● **Problem to work on**
Reproduce each of the items below word for word.

***** Working data

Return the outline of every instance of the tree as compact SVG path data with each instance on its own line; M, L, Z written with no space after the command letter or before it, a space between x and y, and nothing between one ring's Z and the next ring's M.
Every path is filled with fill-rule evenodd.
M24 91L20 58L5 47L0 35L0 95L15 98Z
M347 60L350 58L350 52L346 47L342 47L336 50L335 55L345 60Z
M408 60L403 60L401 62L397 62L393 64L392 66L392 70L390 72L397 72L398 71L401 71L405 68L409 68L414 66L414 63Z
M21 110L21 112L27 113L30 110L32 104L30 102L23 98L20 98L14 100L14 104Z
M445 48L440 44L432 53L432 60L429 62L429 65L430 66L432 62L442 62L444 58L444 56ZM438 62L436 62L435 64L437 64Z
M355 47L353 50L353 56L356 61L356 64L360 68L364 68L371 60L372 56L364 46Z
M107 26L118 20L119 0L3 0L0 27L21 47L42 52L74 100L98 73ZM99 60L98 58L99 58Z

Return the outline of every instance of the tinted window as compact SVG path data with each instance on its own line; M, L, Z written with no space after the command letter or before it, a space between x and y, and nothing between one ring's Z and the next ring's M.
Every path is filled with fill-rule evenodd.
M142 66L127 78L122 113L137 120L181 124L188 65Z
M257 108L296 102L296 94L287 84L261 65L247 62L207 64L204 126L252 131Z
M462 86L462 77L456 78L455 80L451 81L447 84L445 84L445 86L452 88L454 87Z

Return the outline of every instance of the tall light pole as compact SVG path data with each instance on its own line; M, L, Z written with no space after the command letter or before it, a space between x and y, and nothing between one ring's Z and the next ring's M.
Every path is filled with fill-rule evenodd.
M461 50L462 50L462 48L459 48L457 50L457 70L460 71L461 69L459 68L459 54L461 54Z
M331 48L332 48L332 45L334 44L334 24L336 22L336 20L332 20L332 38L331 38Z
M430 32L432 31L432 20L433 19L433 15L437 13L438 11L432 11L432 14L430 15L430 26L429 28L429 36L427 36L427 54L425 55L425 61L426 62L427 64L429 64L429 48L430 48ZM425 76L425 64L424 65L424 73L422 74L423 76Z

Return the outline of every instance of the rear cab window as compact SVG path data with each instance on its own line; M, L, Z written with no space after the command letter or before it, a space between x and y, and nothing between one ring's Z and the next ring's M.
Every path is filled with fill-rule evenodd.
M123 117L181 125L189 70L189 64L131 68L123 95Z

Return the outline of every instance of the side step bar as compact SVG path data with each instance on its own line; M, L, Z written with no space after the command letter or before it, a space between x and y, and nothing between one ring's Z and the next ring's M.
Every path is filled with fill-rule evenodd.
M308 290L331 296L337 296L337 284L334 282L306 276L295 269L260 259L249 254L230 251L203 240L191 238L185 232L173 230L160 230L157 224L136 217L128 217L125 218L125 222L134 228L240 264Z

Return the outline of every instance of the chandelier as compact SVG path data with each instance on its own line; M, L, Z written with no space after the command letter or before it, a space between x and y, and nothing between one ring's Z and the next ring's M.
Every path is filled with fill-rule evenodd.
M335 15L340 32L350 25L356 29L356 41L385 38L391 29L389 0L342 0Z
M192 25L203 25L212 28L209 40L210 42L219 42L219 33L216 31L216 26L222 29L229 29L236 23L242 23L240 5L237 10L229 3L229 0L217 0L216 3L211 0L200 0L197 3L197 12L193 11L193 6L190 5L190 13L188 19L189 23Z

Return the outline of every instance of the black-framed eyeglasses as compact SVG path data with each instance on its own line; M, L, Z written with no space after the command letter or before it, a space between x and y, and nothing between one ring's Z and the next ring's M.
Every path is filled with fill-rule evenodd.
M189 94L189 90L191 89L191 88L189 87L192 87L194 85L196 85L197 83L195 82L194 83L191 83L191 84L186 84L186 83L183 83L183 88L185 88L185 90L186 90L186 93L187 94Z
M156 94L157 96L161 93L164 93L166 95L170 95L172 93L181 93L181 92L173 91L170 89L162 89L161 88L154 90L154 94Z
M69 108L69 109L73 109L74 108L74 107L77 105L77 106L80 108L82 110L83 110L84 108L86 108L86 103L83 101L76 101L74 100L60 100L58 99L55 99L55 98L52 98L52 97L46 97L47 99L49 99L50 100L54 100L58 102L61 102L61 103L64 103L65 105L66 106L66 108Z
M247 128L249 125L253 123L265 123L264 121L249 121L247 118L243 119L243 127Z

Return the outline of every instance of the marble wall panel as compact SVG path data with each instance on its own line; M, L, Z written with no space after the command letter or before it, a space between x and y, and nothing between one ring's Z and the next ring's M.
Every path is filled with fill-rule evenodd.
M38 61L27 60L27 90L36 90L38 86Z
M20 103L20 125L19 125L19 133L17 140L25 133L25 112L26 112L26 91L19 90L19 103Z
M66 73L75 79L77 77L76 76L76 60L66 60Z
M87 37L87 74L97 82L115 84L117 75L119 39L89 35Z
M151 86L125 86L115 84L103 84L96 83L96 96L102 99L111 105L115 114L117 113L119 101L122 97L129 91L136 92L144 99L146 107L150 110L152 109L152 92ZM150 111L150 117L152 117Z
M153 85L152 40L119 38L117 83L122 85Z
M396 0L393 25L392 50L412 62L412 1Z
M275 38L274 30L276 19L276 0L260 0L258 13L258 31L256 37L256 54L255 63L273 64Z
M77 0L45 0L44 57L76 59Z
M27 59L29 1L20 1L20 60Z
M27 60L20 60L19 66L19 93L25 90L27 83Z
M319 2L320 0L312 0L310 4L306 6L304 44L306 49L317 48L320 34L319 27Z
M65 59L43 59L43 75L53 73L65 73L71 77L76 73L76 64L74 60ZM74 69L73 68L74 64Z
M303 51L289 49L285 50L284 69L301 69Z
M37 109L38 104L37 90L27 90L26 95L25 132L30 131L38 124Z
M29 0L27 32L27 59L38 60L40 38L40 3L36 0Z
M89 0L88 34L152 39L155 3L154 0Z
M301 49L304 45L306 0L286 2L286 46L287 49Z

**********

● **Reply to the task**
Return the outline of every instance of the tree as compact SVG path data with each instance on its own line; M, L, Z written with no space after the command letter or before it, a space between x and y, and nothing between one ring's Z and the next ring's M.
Every path is filled with fill-rule evenodd.
M24 91L20 58L5 47L0 35L0 95L15 98Z
M347 60L350 58L350 52L346 47L342 47L336 50L335 55L345 60Z
M408 60L403 60L401 62L397 62L393 64L392 66L392 70L390 72L397 72L398 71L401 71L405 68L409 68L414 66L414 63Z
M21 110L21 112L27 113L30 110L32 104L30 102L23 98L20 98L14 100L14 104Z
M445 48L440 44L432 53L432 60L429 62L429 65L430 66L432 62L442 62L444 58L444 56ZM438 62L436 62L435 64L437 64Z
M355 47L353 50L353 56L356 61L356 64L360 68L364 68L371 60L372 56L364 46Z
M107 26L118 20L119 0L3 0L0 27L21 47L42 52L74 100L98 73ZM99 60L98 58L99 58Z

Return the outline of every instance of the tinted window as compact SVG path data with each instance on its own line; M, L, Z written with no space after the command letter or before it, a space between x and y, and nothing between one ring's Z and the next ring's M.
Every path is filled with fill-rule evenodd.
M142 66L127 78L122 113L137 120L181 124L188 65Z
M257 108L296 102L296 94L287 84L261 65L247 62L207 64L204 126L252 131Z
M462 86L462 77L456 78L455 80L451 81L447 84L445 84L445 86L452 88L454 87Z

Return the outline of every instance of the tall light pole as compact SVG path data with each instance on its own line; M, L, Z written with no space after the command letter or before it, a space between x and y, and nothing between one ring's Z and the next ring's M.
Every path is filled with fill-rule evenodd.
M461 50L462 50L462 48L459 48L457 50L457 70L460 71L461 69L459 68L459 54L461 54Z
M331 48L332 48L332 45L334 44L334 24L336 22L336 20L332 20L332 38L331 38Z
M430 32L432 31L432 20L433 19L433 15L437 13L438 11L432 11L432 14L430 15L430 26L429 28L429 36L427 36L427 54L425 55L425 61L426 62L427 64L429 64L429 48L430 48ZM425 76L425 64L424 65L424 73L422 74L423 76Z

Return the outline of every instance of the rear cab window as compact SVG path data with each instance on its own line; M, L, Z written with no space after the command letter or before it, a space between x and y, and nothing between one ring's Z and the next ring's M.
Every path is filled with fill-rule evenodd.
M123 117L181 125L189 70L189 64L131 68L123 95Z

Return the outline of every instance of the side step bar as compact SVG path data with each instance on its own line; M, L, Z written with no space after the command letter or before it, a space between x and y, and nothing between one ring's Z and the next ring's M.
Every path is filled with fill-rule evenodd.
M308 290L331 296L337 296L337 284L334 282L306 276L295 269L260 259L249 254L230 251L203 240L191 238L185 232L173 230L160 230L157 224L136 217L128 217L125 218L125 222L134 228L240 264Z

Return the outline of every instance of the chandelier as compact SVG path data with each instance on its own line; M, L, Z written with no space after the command letter or before it, a space between x and y, and nothing between one ring's Z and the next ring's M.
Every path is filled with fill-rule evenodd.
M335 15L340 32L350 25L356 29L356 41L385 38L391 29L389 0L342 0Z
M192 25L203 25L212 28L209 40L210 42L219 42L219 33L216 31L216 26L222 29L229 29L236 23L242 23L240 5L237 10L229 3L229 0L217 0L216 3L211 0L200 0L197 3L197 12L193 11L193 6L190 5L190 13L188 19L189 23Z

Return the outline of every instance of the black-framed eyeglasses as compact SVG path data with each instance on its own line; M, L, Z written with no space after the command letter or before it, a space between x and y, and nothing between one ring's Z and the next ring's M.
Every path is filled with fill-rule evenodd.
M189 94L189 90L191 89L191 88L189 87L192 87L194 85L196 85L197 83L195 82L194 83L191 83L191 84L186 84L186 83L183 83L183 88L185 88L185 90L186 90L186 93L187 94Z
M156 94L157 96L161 93L164 93L166 95L170 95L172 93L181 93L181 92L173 91L170 89L162 89L161 88L154 90L154 94Z
M69 108L69 109L73 109L74 108L74 107L77 105L77 106L80 108L82 110L83 110L84 108L86 108L86 103L83 101L76 101L74 100L60 100L58 99L55 99L55 98L52 98L52 97L46 97L47 99L49 99L50 100L54 100L58 102L61 102L61 103L64 103L65 105L66 106L66 108Z
M247 128L249 125L253 123L265 123L264 121L249 121L247 118L243 119L243 127Z

Return the outline of every instance of the marble wall panel as compact SVG path data with each instance on its own line; M, L, Z written with no space after the command letter or before it, a space between x and y, and nothing between one ring's Z and the next ring's M.
Every path is filled with fill-rule evenodd.
M38 61L27 60L27 90L36 90L38 86Z
M20 103L20 125L19 125L19 133L17 140L25 133L25 112L26 112L26 91L19 90L19 103Z
M66 73L75 79L77 77L76 76L76 60L66 60Z
M87 37L87 74L97 82L115 84L117 75L119 39L89 35Z
M151 86L125 86L115 84L103 84L96 83L96 96L102 99L111 105L115 114L117 113L119 101L122 97L129 91L136 92L144 99L146 107L150 110L152 109L152 92ZM150 111L150 117L152 117Z
M153 85L152 40L119 38L117 83L122 85Z
M396 0L393 25L392 50L412 62L412 1Z
M275 38L274 30L276 19L276 0L260 0L258 13L258 31L256 37L256 54L255 63L273 64Z
M77 0L45 0L44 57L76 59Z
M27 59L29 1L20 1L20 60Z
M27 60L20 60L19 66L19 93L25 90L27 83Z
M319 2L320 0L312 0L310 4L306 6L304 44L306 49L317 48L320 34L319 27Z
M65 59L43 59L43 75L53 73L65 73L71 77L76 73L76 64L74 60ZM74 69L73 68L74 64Z
M303 51L289 49L285 50L284 69L301 69Z
M37 109L38 104L37 90L27 90L26 95L25 132L30 131L38 124Z
M29 0L27 32L27 59L38 60L40 38L40 3L36 0Z
M89 0L88 34L152 39L155 3L154 0Z
M301 49L304 45L306 0L286 2L286 46L287 49Z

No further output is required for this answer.